Задания |
**a.** Сократите абзац текста о катастрофе в литературе, который начинается словами «И уже совершенно невозможно», и сохраните его основные мысли.
**b.** Переведите на английский предложение из текста о катастрофе в литературе: «То, чего можно добиться меньшими средствами, не требует запуска в дело крупных».
**c.** Продолжите рассуждение о катастрофе в литературе после его последнего предложения.

Предложенный текст |
________________________

Я понимаю это так: литератор подбирает себе некое задание, даже когда об этом не знает. Литературный канал обязан дать максимум результатов при определенном минимуме использованных средств, как стилистических (языков), так и феноменалистических (предметных). Такой долг – первейший канон большого искусства. В нем речь идет не только о том, чтобы из наискромнейшего посева слов вырос максимально богатый понятийный урожай. В «бухгалтерии» такой экономики участвует больше слагаемых, поскольку если из борьбы за право пользоваться кухонной мойкой невозможно узнать ничего больше, нежели о борьбе за овладение Галактикой, то вторая излишня. То, чего можно добиться меньшими средствами, не требует запуска в дело крупных. Это как бы аналог в искусстве эмпирического принципа, известного как «бритва Оккама». Ежели партикулярное «качество» катастрофы, приводящей к «finis generis humani»[19], не влияет на особые свойства этого конца, то придумщик новых устройств казни делает то, что является уже не литературой, а ее видимостью. В свою очередь, сама катастрофа в реалистическом, внелитературном, однозначном понимании означает только одно: «конец всему». Взятая в качестве темы, она становится «сигнальным аппаратом». С его помощью можно выразить сопротивление, которое оказывают люди – если уж не ей, коли это невозможно, то разрушению ценностей. Из этого возникнут героические, романтические либо, скорее, стоические линии. Мотив сопротивления может быть заменен мотивом подчиненности. Тогда на первый план выйдет «редукция человечности». В этом случае катастрофа легко выродится в посыл, оправдывающий любые действия. Например, диктатура фашистского типа морально подозрительна, но, возможно, «следует» ее ввести в действие в часы хаоса. Рационирование секса также весьма сомнительно этически, но не исключено, что «так должно быть» после атомной войны. Тогда фантазия призывает обстоятельства катастрофы, дабы они служили «оправданием» подобных действий. Так что в невероятной тени, отбрасываемой катастрофой, можно позволить себе некоторую свободу. Но здесь обычная литература сделала бы гораздо больше, нежели фантастическая. Не случайно научная фантастика охотнее показывает ады биологические, нежели психологические (в виде эпидемий, заразы, биологических мутаций, пострадиационного кретинизма и т.д.). Для того чтобы показать предел человеческого падения, нет нужды использовать в качестве инструмента конец света. Здесь предельно «катастрофично» поведение героя «Снега».

И уже совершенно невозможно переступить через линию, до которой дошел – как биологически, так и психологически – де Сад. Можно только повторить то же самое, либо значительно меньшее – из-за ханжества, из-за опасения нецензурности, из-за спазматического хватания за остатки детскости в конвенции. То есть – в таких случаях делают хуже то, что другие сделали смелее и лучше, и пытаются прикрывать это неудобное различие комьями разваливающейся планеты либо общества.

________________________

Данные |
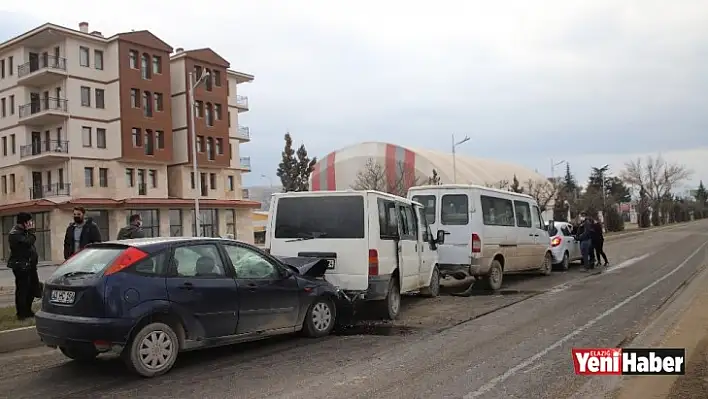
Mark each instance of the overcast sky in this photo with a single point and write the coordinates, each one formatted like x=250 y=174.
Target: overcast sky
x=591 y=82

________________________

Ответы к заданиям |
**a.** Переступить линию, до которой биологически и психологически дошел де Сад, нельзя. Можно лишь повторить то же самое или сделать значительно меньше из-за ханжества, страха нецензурности или цепляния за остатки детскости в конвенции. В таких случаях хуже делают то, что другие сделали смелее и лучше, а это различие прикрывают обломками разваливающейся планеты или общества.

**b.** What can be achieved with lesser means does not require bringing greater ones into play.

**c.**
К чему приводят размеры внешнего бедствия? Они смягчают приговор, нависший над актерами. То есть лишают нас возможности что-либо решать. Приводят к тому, что мы уже не в состоянии отличать катастрофу «внешнюю» – летящего в пропасть мира – от внутренней – катастрофы населяющих его людей, остаются только признаки «чистой опасности». Но ведь нельзя постоянно пугать одним и тем же. Наступает привыкание. (Появляется необходимость различных выдумок: мало того, что все ослепли, так на слепцов еще напирают ходящие и травящие растения, как это делает Уиндэм.) То, что когда-то было видением, новостью, мифом – как у Уэллса, а потом обрело очертания предостережения, превращается в забаву, нагоняющую тоску. Если невозможно показать агонию всего человечества (ведь это физически, информативно неосуществимо), так не лучше ли от нее отказаться? Например, показать жизнь некой изолированной группы каких-то исследователей, скажем, антарктических, и их реакцию на известие о конце света (которое впоследствии – но значительно позже – окажется неправдой, результатом какого-то недоразумения, скажем). Но поведение получившей такое сообщение группы будет выражать особую позицию, как бы антропологическую философию автора. Стало быть, чтобы «просигнализированные» таким образом значения выявить, можно было бы поступить иначе. Пусть перед нами две одинаковые, но совершенно обособленные группы в лунных или антарктических убежищах либо на палубах двух кораблей, плывущих вдалеке от морских путей. Пусть обе узнают об одном и том же: человечество погибло, техническую причину, приведшую к такой ошибке, придумать не очень трудно. Персональный и половой состав обеих групп должен быть по возможности одинаковым. Так вот, и в той, и в другой группах вначале воцарятся величайшее отчаяние, страх, всеобщее онемение.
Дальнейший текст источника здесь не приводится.